▶ **Extracted text**
- - - -
The great part of every lawyer’s job is making a legal research, which means searching for applicable legal norm or relevant case law. With the growing number of legal documents of all the relevant types (codes, case law or literature), this task becomes challenging even for experts. However, legal and computer experts are trying to provide tools for processing large number of legal texts and extracting relevant information even for users without any technical background (for example [Kuppevelt et al. 2017]). Network analysis is just one of the ways to handle such issue. It is the mathematical and statistical method based on graph theory and therefore offering the graphical output of data. The graphical output is what makes this method suitable for handling large amount of data and references among them (for instance individual judicial decisions, codes or even articles).

[2]

The network usually contains two types of data: nodes (or vertices) and edges (or links). Nodes are usually represented by legal sources (such as individual codes, laws, articles or judicial decisions) and edges are represented as relations among them (such as citation references or similarities). Network statistics then defines several descriptive variables based on these two types.

[3]

In this paper, I will provide a literature overview of current research in the field of legal network analysis and compare different approaches of legal scholars to application of network analysis in law. This way I will build on the last try to summarize works related to applying network analysis in law.

2.

Framework for review: Whalen’s Legal Networks ^

[4]

Last effort to compile a literature review on the network analysis in law is [Whalen 2016] which describes network analysis methods and builds a strong theoretical background and summarizes the main efforts in applying such methods in different areas (namely case law analysis, patent citation analysis, statutory and regulatory analysis, social and organizational analysis). It shows a broad spectrum of possible use of network analysis in legal domain and advocates its potential use pro futuro. Subsequently, it shows different ways how to improve the methodology of network analysis to provide more accurate results. According to Whalen, the improvements lie mainly in data. He suggests to include more nuanced data and use techniques supporting more dimensions of data and its metadata to overcome its binary representation.

2.1.

Data ^

[5]

Whalen argues, that the reduction of relationship among different legal sources into the binary links discards other contextual information. For this reason he suggests not to represent an edge of a network as a binary code but more as a multidimensional variable or simply a weighted edge.1 That means to add another measurement to the links that shows the number of mutual citations – the weight. Subsequently, he suggests to use different types of relationships (edges) between nodes or vertices.2 For example legal science usually distinguishes at least two types of citations between judgments – positive and negative. This distinction is highly relevant for citation analysis. As such these types do not usually have the same value and the same meaning. This important contextual characteristic is missing if the data are evaluated only as «existing» or «non-existing» links. On top of these two suggestions Whalen advocates using a multiplex network analysis to provide a multi-level overview of data.

2.2.

Techniques ^

[6]

Firstly, Whalen describes different statistical models that are appropriate to use in legal network analysis. However he particularly focuses on two aspect of used technology – dynamics and theory. Network dynamics is described as a change of network over time as every legal system changes over time (with new documents and new links among them). Focus on static characteristics of legal networks can cause a loss of much of its context.3 From the theoretical point of view, Whalen emphasizes the need to cover also other levels of examined legal network than the structure and the centrality. These levels are simply summarized as «causes» of such a state of a network – simply why is the network structured this particular way. He proposes multilevel approach to legal networks – combining it with actor-level analysis and generally judicial behavioral analysis.4

3.
- - - -
▶ **Your goal**
Please copy the legal network analysis text from "The network usually" to "these two types.", swapping in "legal documents" wherever "legal sources" appears. Rely only on the legal network analysis text.

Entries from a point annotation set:
- - - -
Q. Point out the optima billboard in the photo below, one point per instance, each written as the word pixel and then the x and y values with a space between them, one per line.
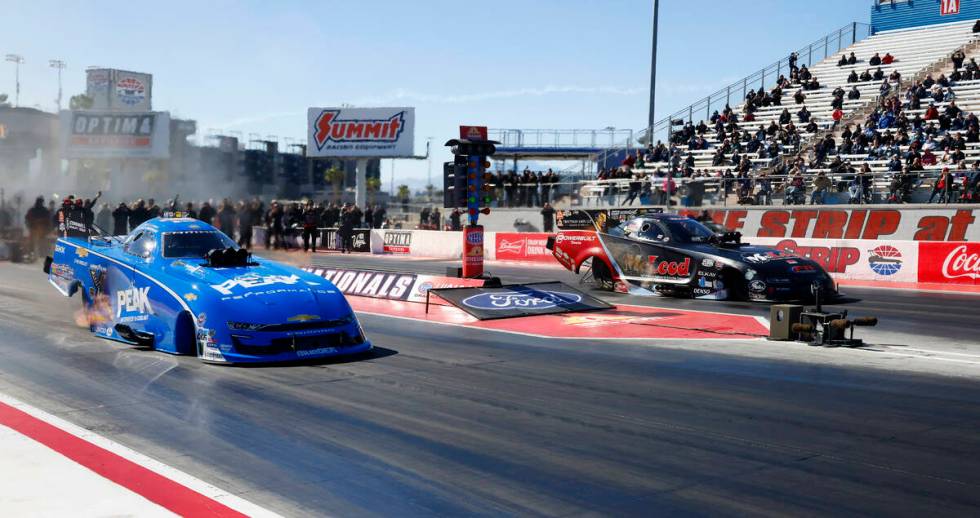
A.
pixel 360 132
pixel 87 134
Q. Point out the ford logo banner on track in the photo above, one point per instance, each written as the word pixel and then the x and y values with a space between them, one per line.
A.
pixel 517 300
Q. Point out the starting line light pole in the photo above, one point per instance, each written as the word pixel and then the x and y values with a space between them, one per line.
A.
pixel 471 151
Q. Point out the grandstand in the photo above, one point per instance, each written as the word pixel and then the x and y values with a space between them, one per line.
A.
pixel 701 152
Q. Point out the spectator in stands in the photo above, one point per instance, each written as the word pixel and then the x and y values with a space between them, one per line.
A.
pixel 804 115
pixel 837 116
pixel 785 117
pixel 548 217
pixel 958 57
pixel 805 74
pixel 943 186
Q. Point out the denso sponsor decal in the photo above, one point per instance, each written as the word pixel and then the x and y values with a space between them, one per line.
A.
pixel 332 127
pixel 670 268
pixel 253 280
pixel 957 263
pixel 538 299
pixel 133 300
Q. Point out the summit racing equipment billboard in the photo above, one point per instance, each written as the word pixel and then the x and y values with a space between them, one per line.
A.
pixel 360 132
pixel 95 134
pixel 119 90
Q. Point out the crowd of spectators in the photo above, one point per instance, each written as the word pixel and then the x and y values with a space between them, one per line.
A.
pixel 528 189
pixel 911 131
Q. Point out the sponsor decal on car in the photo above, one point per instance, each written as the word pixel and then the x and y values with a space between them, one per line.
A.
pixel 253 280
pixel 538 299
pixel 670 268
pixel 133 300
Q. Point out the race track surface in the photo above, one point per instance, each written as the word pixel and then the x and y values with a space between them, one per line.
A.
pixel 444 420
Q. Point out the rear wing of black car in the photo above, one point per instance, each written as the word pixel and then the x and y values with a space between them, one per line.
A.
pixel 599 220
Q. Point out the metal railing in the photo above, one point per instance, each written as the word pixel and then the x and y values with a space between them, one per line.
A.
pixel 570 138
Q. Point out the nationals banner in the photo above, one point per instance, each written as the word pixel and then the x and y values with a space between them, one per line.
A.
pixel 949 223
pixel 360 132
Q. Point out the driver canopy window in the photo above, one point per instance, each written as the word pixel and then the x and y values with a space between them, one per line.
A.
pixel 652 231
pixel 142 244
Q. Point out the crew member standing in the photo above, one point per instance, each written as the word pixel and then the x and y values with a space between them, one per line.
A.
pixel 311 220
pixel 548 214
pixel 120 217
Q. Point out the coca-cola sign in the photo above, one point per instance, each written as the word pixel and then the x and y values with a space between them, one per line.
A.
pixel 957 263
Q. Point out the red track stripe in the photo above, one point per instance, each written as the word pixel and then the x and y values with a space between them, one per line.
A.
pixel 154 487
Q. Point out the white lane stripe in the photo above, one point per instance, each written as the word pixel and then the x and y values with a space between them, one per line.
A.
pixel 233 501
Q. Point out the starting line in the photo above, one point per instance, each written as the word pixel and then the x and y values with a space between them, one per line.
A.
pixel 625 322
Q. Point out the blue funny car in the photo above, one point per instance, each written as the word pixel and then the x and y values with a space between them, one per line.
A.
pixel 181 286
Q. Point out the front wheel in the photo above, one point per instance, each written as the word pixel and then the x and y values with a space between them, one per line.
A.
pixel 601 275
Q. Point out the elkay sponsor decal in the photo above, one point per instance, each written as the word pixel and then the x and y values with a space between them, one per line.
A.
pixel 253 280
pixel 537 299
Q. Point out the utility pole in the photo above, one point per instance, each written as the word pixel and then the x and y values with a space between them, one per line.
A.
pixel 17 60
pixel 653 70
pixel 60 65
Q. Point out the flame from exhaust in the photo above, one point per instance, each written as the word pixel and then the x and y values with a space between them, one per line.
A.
- - - -
▶ **Response**
The network usually contains two types of data: nodes (or vertices) and edges (or links). Nodes are usually represented by legal documents (such as individual codes, laws, articles or judicial decisions) and edges are represented as relations among them (such as citation references or similarities). Network statistics then defines several descriptive variables based on these two types.